Investigação e Formação Avançada
Oncologia e Cancro - Unidade de Angiogénese | Prof.ª Susana Constantino

foto: site IMM
Susana Constantino
Diretora da Unidade de Angiogénese, IMM-FMUL
Professora, FMUL
A Unidade de Angiogénese do Instituto de Medicina Molecular (IMM) pretende desenvolver conhecimento científico que permita limitar ou promover a formação de novos vasos sanguíneos, propondo assim, estratégias terapêuticas inovadoras em doenças relacionadas com o crescimento excessivo de vasos, como o cancro, ou em doenças relacionadas com insuficiência vascular, como a doença arterial periférica.

## Dados fornecidos
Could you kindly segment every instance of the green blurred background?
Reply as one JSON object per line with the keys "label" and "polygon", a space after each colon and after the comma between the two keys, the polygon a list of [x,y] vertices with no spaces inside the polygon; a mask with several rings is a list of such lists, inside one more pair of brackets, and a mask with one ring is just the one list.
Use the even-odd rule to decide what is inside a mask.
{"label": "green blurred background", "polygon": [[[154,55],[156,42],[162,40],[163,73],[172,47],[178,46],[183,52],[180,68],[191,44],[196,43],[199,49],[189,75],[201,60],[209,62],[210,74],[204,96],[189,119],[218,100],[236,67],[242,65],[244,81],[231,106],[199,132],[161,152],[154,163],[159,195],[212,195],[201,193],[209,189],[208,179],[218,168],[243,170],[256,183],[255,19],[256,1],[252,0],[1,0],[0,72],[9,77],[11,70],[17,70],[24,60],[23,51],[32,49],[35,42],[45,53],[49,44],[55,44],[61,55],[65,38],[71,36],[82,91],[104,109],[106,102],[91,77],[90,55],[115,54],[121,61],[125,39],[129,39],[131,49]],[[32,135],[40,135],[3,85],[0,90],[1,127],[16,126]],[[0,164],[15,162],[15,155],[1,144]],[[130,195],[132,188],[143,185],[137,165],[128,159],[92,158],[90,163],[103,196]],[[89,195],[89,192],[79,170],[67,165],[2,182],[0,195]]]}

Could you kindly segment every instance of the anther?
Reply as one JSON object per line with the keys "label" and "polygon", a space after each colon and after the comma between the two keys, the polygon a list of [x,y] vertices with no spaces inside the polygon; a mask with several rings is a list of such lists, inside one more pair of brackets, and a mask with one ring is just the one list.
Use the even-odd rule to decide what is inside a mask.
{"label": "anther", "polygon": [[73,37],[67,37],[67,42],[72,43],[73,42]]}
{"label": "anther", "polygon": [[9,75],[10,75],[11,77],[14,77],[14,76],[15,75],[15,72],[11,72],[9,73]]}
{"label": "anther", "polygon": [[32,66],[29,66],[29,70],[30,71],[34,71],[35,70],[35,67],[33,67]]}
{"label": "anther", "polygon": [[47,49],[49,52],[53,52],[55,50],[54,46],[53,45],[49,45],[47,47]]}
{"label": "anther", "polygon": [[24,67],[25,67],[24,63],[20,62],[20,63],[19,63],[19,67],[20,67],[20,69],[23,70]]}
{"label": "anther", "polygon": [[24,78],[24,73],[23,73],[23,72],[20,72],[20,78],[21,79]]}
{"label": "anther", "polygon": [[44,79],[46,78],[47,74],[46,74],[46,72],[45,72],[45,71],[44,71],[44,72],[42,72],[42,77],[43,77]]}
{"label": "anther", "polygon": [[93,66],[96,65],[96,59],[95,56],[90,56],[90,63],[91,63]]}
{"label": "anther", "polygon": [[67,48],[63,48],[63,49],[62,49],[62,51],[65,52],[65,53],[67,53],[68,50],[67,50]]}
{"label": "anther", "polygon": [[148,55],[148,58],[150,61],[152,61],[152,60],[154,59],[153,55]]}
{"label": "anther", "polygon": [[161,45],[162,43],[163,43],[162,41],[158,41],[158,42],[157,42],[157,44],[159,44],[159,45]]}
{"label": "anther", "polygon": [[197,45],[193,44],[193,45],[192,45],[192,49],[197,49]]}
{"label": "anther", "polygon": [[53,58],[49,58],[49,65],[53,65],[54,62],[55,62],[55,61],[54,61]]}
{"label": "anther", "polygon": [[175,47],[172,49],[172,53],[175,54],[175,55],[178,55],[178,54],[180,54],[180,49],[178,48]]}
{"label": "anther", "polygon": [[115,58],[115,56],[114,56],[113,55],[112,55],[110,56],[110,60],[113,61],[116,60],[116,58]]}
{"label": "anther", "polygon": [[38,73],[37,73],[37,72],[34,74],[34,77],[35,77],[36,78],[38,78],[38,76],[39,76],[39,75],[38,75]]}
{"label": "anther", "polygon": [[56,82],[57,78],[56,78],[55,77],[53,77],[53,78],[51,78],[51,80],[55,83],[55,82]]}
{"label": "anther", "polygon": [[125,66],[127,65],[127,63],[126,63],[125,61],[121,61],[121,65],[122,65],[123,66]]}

## Enunciado da tarefa
Prossiga o excerto sobre a Unidade de Angiogénese do IMM a partir da última frase apresentada.

## Resposta à tarefa
Angiogénese é o processo de formação e crescimento de novos vasos sanguíneos a partir de vasos pré-existentes. Em condições fisiológicas é essencial no desenvolvimento embrionário, no crescimento dos tecidos, na ovulação, na formação do corpo lúteo e no processo de cicatrização e regeneração. Este processo é regulado por fatores pró- e antiangiogénicos, encontrando-se estes em equilíbrio dinâmico num adulto, em situações normais. Perturbações neste equilíbrio, conduzem ao crescimento ou à regressão dos vasos existentes e podem contribuir para o desenvolvimento de diversas doenças. A angiogénese patológica é, desta forma, caracterizada por uma neovascularização ineficaz ou excessiva e, assim sendo, estratégias terapêuticas que interfiram com a formação da vasculatura são consideradas de extrema importância na clínica.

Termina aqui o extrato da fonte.